What to do
In the copy, include every entry exactly but none of the pictures.

Stored data

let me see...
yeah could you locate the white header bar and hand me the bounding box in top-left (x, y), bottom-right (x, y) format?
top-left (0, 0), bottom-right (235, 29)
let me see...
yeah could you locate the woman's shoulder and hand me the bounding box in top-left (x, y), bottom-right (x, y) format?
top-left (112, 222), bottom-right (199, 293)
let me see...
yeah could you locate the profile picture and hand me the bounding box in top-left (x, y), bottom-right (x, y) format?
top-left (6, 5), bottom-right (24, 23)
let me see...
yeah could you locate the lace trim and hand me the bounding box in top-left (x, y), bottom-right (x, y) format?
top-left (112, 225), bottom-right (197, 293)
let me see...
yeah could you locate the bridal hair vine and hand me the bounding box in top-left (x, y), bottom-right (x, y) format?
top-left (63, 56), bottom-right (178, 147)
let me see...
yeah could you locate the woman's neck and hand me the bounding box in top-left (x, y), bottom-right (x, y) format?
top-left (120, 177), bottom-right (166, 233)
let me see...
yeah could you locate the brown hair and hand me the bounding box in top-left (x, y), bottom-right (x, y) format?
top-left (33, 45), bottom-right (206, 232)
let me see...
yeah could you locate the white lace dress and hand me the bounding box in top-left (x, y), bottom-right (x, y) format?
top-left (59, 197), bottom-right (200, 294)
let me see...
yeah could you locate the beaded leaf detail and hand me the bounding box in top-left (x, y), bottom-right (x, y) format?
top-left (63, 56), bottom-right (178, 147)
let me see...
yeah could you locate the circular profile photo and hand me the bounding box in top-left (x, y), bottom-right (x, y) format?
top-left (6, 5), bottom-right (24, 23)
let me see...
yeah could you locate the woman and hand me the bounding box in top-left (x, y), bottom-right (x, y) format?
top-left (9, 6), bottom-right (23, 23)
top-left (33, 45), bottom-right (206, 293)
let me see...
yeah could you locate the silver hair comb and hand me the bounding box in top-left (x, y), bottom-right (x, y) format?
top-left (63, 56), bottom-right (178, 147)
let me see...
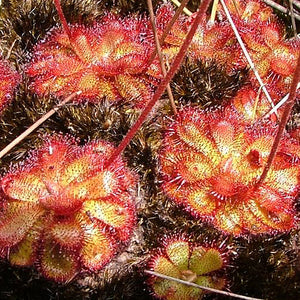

Answer box
let me see...
yeah could you locate the white header bar and hand me the bounding box in top-left (x, y), bottom-right (x, y) format?
top-left (0, 0), bottom-right (235, 29)
let me see...
yeah could you locate the woman's shoulder and hand me the bounding box in top-left (x, y), bottom-right (x, y) format?
top-left (112, 222), bottom-right (199, 293)
let me see...
yeah could you locate the profile picture and hand me the bounding box in top-left (x, y), bottom-right (x, y) format?
top-left (6, 5), bottom-right (24, 23)
let me see...
yeah could you locate the lace trim and hand me the bounding box in top-left (x, y), bottom-right (x, y) format?
top-left (112, 225), bottom-right (197, 293)
let me see...
yeah could you locate the bridal hair vine and hand me the bounding box in top-left (x, y), bottom-right (x, y) format?
top-left (63, 56), bottom-right (178, 147)
let me see...
yeah could you locate the woman's neck and hand me the bounding box in top-left (x, y), bottom-right (x, y) format?
top-left (120, 177), bottom-right (166, 233)
let me see...
yeah could you locate the brown hair and hand me the bounding box in top-left (x, y), bottom-right (x, y) format?
top-left (33, 45), bottom-right (206, 232)
let me see...
yeah could you locate the white lace dress and hand me the bounding box in top-left (x, y), bottom-right (x, y) format?
top-left (59, 197), bottom-right (200, 294)
let me see...
yeah could you locate the beaded leaf detail and hand me the bounding box in top-left (x, y), bottom-right (x, y) format?
top-left (63, 56), bottom-right (178, 147)
let me see...
yeah could you locate the circular profile photo and hand me the bounding box in top-left (x, y), bottom-right (x, y) format?
top-left (6, 5), bottom-right (24, 23)
let me see...
yeah could you locate the woman and hand me the bounding box in top-left (x, y), bottom-right (x, y) format?
top-left (9, 6), bottom-right (23, 23)
top-left (33, 45), bottom-right (206, 293)
let me see...
yeah could you locate the silver hair comb and hand me the bounding box in top-left (x, y), bottom-right (x, y) format?
top-left (63, 56), bottom-right (178, 147)
let me see...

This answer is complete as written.